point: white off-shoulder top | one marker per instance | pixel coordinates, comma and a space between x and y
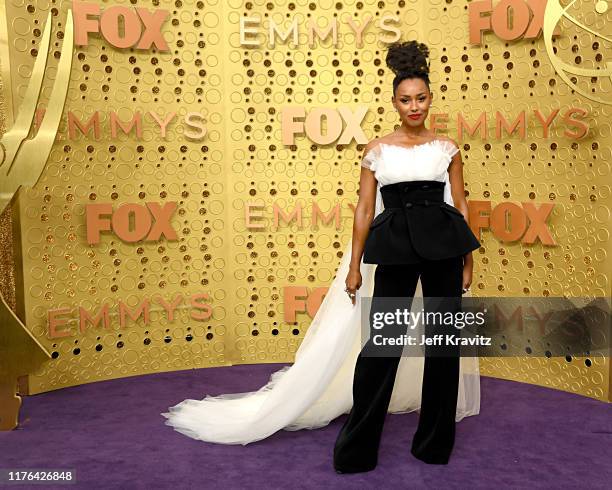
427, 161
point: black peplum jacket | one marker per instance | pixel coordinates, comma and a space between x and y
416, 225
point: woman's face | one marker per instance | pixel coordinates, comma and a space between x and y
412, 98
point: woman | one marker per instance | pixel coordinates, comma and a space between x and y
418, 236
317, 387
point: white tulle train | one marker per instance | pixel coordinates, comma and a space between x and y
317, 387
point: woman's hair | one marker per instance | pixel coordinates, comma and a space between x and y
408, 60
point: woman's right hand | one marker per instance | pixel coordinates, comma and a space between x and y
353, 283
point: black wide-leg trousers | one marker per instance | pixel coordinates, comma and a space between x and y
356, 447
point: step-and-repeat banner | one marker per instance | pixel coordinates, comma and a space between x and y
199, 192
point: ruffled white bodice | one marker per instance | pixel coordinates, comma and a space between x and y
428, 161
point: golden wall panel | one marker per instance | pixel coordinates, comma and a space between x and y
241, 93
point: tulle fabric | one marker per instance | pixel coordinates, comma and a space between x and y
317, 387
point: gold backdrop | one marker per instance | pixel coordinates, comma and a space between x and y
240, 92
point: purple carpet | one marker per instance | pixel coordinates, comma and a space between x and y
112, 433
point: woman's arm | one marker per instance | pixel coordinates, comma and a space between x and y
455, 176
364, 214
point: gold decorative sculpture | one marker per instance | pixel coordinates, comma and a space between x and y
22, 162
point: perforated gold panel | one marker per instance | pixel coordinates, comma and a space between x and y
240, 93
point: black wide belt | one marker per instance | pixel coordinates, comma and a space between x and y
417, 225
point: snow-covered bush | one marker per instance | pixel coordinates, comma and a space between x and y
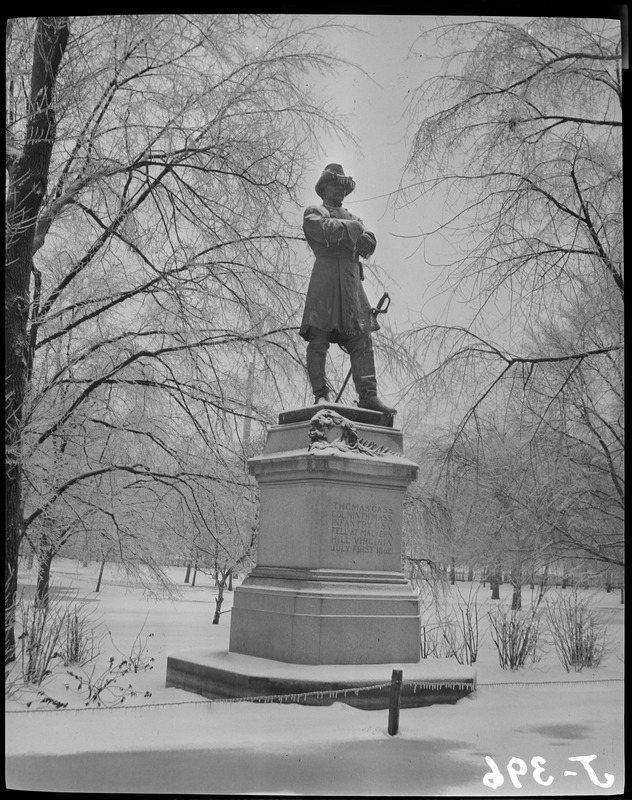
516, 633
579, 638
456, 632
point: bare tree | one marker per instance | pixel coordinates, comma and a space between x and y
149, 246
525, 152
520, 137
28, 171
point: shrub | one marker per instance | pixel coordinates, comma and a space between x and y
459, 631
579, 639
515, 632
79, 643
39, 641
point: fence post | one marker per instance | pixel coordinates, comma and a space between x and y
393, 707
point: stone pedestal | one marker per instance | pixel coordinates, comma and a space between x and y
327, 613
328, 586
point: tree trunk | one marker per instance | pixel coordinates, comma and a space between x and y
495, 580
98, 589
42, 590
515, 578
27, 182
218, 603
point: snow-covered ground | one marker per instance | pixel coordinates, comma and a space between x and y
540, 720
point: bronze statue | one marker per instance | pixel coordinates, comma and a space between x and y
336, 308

### Aim
Edit all of the data above so that "one marker per instance" becomes "one marker for each instance" wherever it occurs, and change nothing else. Omit the pictures from your answer.

### Response
point: white off-shoulder top | one marker for each instance | pixel coordinates, comma and a space between x and y
427, 161
point: black peplum jacket | one marker for each instance | pixel coordinates, comma and a space between x and y
416, 225
point: woman's face | one marker for each instance | pixel coordinates, comma and a space between x and y
412, 98
point: woman | one marker for each instance | pixel coordinates, comma and a space between x and y
418, 236
317, 387
point: white tulle train | one marker for each instance | pixel coordinates, comma and a space between x and y
317, 387
point: woman's hair | one marker for each instance | pixel coordinates, comma and a space between x and y
408, 60
point: woman's right hand | one marker for each instance | pixel coordinates, comma and a space between x and y
353, 283
point: black wide-leg trousers | one marker for each instance | pixel coordinates, comma and a space between x and y
356, 447
point: step-and-repeat banner | one marker for each instance | pixel coordinates, comma and a space between x and y
199, 192
point: ruffled white bodice | one marker for each instance | pixel coordinates, comma and a space between x and y
428, 161
point: golden wall panel | one marker for each instance | pixel coordinates, comma and a space between x and y
241, 93
point: tulle fabric | one marker for each instance | pixel coordinates, comma and a space between x and y
317, 387
point: gold backdrop | one marker for each instance | pixel coordinates, comma and a space between x and y
240, 92
point: purple carpet | one marker for each instance | pixel coordinates, comma and a space between x and y
112, 433
point: woman's arm | one marker for each instance | pixel coordinates, comma and a space between x and y
455, 176
364, 214
point: gold decorative sculpture | one marker for each instance | pixel coordinates, comma and a space between x and y
22, 162
point: perforated gold panel | one marker for each instance | pixel coordinates, comma and a space between x and y
240, 93
point: black wide belt | one marker for each instance | pixel coordinates, comma and a space between x and y
417, 225
point: snow-covered bush | one marker for each instance | pixel coordinates, comma and a space between x and y
516, 633
579, 638
456, 632
point: bare tree | one marker for each instance | pixel coordinates, comma and a space between x and y
149, 246
525, 152
520, 137
28, 171
point: shrub | one marker for each instance | pixel coordinates, comma and a space between x and y
459, 631
579, 639
515, 632
79, 643
39, 641
point: fence post | one marker for each instance | pixel coordinates, comma and a space between x and y
393, 707
point: stone pedestal | one marker for each instance | pixel coordinates, comma and a space between x and y
327, 613
328, 586
point: tree trunk | one marker for each instance | pixel coordinates, comma and a space between x and y
495, 580
98, 589
42, 590
515, 578
27, 182
218, 603
point: snow-covered ground | one marker for each instance | pixel coordinates, comma and a space between x and y
540, 720
point: bronze statue | one marker for each instance | pixel coordinates, comma and a space between x and y
336, 308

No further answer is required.